§ **What you should do**:
Copy out, unchanged, the entries from the line containing "Outline every instance of the dirt ground." through the line containing "M 4 2 L 4 0", with both of those lines included.

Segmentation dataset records
** BEGIN **
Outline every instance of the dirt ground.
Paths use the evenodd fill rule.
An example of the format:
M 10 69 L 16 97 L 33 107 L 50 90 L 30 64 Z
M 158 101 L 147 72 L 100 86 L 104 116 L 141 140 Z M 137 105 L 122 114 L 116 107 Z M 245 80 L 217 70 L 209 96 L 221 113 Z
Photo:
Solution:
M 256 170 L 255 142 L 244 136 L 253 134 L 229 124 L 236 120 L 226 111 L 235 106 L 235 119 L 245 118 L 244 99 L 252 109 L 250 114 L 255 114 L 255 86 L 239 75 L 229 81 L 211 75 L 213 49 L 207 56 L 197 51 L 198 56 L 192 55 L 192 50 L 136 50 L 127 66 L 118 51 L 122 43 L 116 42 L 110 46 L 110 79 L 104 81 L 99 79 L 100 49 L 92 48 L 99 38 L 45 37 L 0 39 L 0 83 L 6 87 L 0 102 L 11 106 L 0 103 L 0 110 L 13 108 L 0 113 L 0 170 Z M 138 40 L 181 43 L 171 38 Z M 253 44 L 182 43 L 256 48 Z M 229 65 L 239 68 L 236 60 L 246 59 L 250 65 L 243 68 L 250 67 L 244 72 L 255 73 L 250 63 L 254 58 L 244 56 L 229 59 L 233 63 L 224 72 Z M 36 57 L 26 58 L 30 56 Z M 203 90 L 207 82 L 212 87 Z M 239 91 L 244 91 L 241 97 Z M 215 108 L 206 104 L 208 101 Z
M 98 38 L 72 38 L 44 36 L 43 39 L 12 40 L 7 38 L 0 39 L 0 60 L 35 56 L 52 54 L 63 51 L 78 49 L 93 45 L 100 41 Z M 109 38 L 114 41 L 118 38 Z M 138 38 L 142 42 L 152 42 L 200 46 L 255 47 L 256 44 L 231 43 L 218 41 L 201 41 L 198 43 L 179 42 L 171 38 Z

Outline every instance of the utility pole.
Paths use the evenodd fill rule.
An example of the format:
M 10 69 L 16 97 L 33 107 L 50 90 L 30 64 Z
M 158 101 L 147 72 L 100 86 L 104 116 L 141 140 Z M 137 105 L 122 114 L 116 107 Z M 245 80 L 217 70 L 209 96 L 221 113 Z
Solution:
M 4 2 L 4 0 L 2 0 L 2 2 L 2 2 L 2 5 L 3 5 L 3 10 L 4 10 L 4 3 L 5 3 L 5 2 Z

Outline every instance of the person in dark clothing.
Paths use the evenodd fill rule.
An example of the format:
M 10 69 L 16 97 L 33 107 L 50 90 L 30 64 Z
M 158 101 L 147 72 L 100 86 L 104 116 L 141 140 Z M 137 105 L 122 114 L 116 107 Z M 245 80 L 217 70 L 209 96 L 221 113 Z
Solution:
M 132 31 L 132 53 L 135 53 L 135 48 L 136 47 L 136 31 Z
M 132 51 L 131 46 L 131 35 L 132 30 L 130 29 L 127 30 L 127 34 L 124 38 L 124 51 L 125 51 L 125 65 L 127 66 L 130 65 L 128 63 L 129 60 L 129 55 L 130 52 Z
** END **
** BEGIN **
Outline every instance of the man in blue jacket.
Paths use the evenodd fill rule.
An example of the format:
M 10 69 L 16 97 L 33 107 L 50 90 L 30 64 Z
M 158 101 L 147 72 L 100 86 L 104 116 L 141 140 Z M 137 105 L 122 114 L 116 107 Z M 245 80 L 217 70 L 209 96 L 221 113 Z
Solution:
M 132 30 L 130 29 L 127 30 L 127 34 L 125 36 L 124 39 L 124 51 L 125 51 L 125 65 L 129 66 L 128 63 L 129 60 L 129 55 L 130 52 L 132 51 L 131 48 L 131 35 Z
** END **
§ **Completed exercise**:
Outline every instance of the dirt ground.
Paths use the evenodd fill rule.
An example of the format:
M 10 69 L 16 97 L 33 107 L 50 90 L 30 64 Z
M 158 101 L 147 72 L 100 86 L 104 116 L 141 140 Z M 137 105 L 122 114 L 116 107 Z M 245 80 L 217 70 L 209 96 L 221 113 Z
Photo:
Solution:
M 256 170 L 255 142 L 244 136 L 253 134 L 229 124 L 236 120 L 226 111 L 235 106 L 235 119 L 245 118 L 244 99 L 252 109 L 250 114 L 255 114 L 255 86 L 239 75 L 229 81 L 211 75 L 213 49 L 207 56 L 197 51 L 198 56 L 192 55 L 192 50 L 136 50 L 127 66 L 118 51 L 122 43 L 116 42 L 110 46 L 110 79 L 104 81 L 99 79 L 100 49 L 92 48 L 99 38 L 45 37 L 0 39 L 0 83 L 6 87 L 0 102 L 11 106 L 0 103 L 0 110 L 13 108 L 0 113 L 0 170 Z M 138 40 L 181 43 L 171 38 Z M 253 44 L 182 43 L 256 48 Z M 229 65 L 239 68 L 236 60 L 246 59 L 250 65 L 243 68 L 250 67 L 244 72 L 255 73 L 250 63 L 254 58 L 244 56 L 229 59 L 233 63 L 224 72 Z M 36 57 L 26 58 L 30 56 Z M 203 90 L 207 82 L 212 87 Z M 239 91 L 244 91 L 241 97 Z M 215 108 L 206 104 L 208 101 Z
M 98 38 L 72 38 L 44 36 L 43 39 L 12 40 L 7 38 L 0 39 L 0 60 L 35 56 L 52 54 L 63 51 L 78 49 L 93 45 L 100 41 Z M 109 38 L 114 41 L 118 38 Z M 138 38 L 142 42 L 152 42 L 200 46 L 255 47 L 256 44 L 231 43 L 218 41 L 201 41 L 198 43 L 179 42 L 171 38 Z

Outline every instance of the utility pole.
Paths use the evenodd fill rule.
An example of the format:
M 10 69 L 16 97 L 33 107 L 50 90 L 30 64 Z
M 158 101 L 147 72 L 100 86 L 104 116 L 141 140 Z M 137 105 L 122 114 L 116 107 Z M 245 80 L 217 70 L 209 96 L 221 113 Z
Solution:
M 4 2 L 4 0 L 2 0 L 2 2 L 2 2 L 2 5 L 3 5 L 3 10 L 4 10 L 4 3 L 5 3 L 5 2 Z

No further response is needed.